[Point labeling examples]
==========
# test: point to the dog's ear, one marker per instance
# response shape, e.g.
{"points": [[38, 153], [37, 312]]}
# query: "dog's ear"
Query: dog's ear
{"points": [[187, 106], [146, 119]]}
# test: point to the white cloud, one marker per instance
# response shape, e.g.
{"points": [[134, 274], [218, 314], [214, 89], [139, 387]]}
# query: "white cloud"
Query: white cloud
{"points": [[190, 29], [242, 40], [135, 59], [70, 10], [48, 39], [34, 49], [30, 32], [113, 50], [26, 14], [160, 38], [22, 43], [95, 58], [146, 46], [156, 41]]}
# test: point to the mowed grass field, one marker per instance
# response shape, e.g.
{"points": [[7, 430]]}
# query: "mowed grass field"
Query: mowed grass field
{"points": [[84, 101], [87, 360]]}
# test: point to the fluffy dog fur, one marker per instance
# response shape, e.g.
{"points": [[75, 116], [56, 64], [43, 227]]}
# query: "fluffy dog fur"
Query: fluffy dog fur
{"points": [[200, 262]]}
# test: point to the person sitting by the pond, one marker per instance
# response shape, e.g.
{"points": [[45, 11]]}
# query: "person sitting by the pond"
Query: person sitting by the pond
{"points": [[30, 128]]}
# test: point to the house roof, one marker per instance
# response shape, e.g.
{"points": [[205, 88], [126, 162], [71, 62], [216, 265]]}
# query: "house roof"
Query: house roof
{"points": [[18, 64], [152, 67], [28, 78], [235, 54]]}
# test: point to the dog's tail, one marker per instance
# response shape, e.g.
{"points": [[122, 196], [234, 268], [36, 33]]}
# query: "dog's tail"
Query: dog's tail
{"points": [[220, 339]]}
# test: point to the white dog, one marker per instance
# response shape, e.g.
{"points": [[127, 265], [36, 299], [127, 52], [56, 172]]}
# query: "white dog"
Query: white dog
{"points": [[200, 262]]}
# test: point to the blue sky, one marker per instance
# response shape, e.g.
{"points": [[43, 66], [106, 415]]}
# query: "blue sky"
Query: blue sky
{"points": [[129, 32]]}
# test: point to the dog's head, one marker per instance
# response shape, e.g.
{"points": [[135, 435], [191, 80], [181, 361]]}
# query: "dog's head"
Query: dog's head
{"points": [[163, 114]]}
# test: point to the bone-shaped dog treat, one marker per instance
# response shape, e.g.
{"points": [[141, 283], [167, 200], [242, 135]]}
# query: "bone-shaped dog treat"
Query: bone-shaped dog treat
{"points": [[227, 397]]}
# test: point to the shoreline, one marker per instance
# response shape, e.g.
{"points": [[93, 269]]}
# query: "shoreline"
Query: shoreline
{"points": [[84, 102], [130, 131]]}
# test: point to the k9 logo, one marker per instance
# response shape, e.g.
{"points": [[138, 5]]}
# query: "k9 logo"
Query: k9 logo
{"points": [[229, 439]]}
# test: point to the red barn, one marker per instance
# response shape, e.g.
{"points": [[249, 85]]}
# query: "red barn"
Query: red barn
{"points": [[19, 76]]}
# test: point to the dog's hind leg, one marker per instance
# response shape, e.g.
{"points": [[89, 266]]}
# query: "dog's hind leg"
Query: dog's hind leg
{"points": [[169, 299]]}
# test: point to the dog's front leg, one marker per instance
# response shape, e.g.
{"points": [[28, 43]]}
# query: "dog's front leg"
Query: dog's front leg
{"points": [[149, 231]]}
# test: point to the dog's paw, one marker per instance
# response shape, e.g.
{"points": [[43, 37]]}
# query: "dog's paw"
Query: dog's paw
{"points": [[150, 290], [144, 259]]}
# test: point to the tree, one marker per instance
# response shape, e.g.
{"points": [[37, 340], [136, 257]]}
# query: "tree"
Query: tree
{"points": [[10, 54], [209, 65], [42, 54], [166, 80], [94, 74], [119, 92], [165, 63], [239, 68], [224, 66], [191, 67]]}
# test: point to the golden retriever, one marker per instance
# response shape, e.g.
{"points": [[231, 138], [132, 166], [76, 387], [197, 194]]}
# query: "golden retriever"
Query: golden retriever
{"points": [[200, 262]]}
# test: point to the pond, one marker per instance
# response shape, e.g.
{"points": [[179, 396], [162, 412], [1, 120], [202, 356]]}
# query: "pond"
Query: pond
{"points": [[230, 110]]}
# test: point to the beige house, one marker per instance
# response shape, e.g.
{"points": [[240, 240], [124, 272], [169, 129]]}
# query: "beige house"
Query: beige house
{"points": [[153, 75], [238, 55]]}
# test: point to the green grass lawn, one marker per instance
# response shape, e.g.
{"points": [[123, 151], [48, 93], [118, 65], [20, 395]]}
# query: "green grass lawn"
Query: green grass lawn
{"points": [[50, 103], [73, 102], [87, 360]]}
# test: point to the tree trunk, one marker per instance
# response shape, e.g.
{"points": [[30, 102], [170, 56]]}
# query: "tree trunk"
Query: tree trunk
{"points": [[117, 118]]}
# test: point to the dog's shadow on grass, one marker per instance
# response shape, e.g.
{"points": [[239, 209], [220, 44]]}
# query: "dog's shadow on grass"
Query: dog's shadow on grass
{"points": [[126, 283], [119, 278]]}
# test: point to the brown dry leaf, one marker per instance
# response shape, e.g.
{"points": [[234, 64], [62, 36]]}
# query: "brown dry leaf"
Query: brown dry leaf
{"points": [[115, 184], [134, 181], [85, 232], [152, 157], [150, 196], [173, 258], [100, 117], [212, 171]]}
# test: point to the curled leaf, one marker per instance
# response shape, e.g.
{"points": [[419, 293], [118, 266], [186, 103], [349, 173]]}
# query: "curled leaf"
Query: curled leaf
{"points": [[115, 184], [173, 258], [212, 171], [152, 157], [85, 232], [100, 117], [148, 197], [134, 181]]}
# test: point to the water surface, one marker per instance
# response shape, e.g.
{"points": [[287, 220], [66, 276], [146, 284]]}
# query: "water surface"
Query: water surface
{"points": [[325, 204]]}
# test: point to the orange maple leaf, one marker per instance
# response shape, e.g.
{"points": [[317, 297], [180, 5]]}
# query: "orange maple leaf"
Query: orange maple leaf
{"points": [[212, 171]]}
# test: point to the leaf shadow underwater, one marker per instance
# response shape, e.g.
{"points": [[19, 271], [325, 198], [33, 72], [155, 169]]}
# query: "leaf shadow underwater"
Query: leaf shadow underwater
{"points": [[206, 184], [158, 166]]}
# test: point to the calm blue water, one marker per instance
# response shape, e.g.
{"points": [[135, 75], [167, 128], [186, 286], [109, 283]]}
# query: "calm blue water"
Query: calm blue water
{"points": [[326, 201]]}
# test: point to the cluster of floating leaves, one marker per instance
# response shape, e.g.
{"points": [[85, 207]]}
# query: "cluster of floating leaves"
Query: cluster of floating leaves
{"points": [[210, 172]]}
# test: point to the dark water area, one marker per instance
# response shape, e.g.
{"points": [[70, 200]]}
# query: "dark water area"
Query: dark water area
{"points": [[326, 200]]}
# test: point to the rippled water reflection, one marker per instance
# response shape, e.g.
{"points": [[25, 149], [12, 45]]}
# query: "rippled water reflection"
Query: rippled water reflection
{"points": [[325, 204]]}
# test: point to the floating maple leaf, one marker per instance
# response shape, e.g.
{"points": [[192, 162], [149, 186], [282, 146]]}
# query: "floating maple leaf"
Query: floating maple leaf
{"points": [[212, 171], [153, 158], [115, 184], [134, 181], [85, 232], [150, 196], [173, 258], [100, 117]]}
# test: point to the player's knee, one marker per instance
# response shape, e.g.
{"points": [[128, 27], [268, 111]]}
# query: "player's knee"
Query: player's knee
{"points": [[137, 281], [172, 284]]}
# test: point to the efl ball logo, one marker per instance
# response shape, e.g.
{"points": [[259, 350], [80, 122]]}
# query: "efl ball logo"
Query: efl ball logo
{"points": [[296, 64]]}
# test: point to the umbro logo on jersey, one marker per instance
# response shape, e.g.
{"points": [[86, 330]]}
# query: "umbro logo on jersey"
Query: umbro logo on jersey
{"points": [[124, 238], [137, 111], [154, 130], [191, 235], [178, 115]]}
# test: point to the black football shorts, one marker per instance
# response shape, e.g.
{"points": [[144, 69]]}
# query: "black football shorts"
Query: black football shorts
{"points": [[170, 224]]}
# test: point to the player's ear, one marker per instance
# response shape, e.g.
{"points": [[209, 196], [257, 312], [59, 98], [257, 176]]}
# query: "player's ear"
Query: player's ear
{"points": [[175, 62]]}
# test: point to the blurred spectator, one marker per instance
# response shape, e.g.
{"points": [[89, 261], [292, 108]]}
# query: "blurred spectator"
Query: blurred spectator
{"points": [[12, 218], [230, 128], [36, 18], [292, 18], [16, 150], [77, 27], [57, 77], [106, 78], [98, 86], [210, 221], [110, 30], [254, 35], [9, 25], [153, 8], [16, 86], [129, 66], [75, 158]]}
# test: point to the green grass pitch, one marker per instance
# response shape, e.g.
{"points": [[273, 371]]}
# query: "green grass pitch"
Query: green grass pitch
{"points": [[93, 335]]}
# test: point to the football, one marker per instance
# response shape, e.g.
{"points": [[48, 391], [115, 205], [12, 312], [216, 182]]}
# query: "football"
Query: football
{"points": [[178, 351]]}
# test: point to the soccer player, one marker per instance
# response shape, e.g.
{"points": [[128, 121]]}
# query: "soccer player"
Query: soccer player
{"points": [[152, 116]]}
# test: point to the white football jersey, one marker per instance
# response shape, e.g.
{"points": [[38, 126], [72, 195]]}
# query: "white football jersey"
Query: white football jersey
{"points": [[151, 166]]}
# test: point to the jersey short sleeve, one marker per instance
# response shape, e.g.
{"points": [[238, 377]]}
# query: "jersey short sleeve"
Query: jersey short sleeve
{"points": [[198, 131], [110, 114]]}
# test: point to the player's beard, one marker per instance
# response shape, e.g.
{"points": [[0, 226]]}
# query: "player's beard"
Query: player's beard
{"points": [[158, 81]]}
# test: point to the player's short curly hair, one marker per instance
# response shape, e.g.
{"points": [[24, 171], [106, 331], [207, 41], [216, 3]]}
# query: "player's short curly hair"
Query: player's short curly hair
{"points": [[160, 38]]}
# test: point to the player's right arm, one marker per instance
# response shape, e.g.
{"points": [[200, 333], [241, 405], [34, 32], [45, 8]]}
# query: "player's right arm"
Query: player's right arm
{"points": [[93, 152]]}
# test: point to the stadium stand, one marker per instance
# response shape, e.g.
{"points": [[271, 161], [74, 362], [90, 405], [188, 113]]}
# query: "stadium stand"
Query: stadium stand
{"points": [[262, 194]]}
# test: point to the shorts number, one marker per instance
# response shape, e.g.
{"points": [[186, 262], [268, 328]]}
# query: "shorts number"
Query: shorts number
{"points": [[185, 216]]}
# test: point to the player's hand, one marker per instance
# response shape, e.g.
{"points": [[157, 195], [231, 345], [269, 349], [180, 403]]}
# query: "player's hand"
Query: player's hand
==========
Given instruction
Extract every line from the one containing "# test: point to the stadium" through the last line of the data, inclusive, exactly as written.

Finished exercise
# test: point to the stadium stand, one marker per instance
# response shape, e.g.
{"points": [[271, 161], [74, 362], [90, 405], [188, 113]]}
# query: "stadium stand"
Query: stadium stand
{"points": [[262, 194]]}
# test: point to the shorts number, one marker per instance
# response shape, e.g.
{"points": [[186, 262], [268, 328]]}
# query: "shorts number"
Query: shorts number
{"points": [[185, 216]]}
# test: point to the player's hand, one marker per instance
# response shape, e.g.
{"points": [[157, 195], [231, 345], [269, 349], [180, 403]]}
# query: "player's hand"
Query: player's hand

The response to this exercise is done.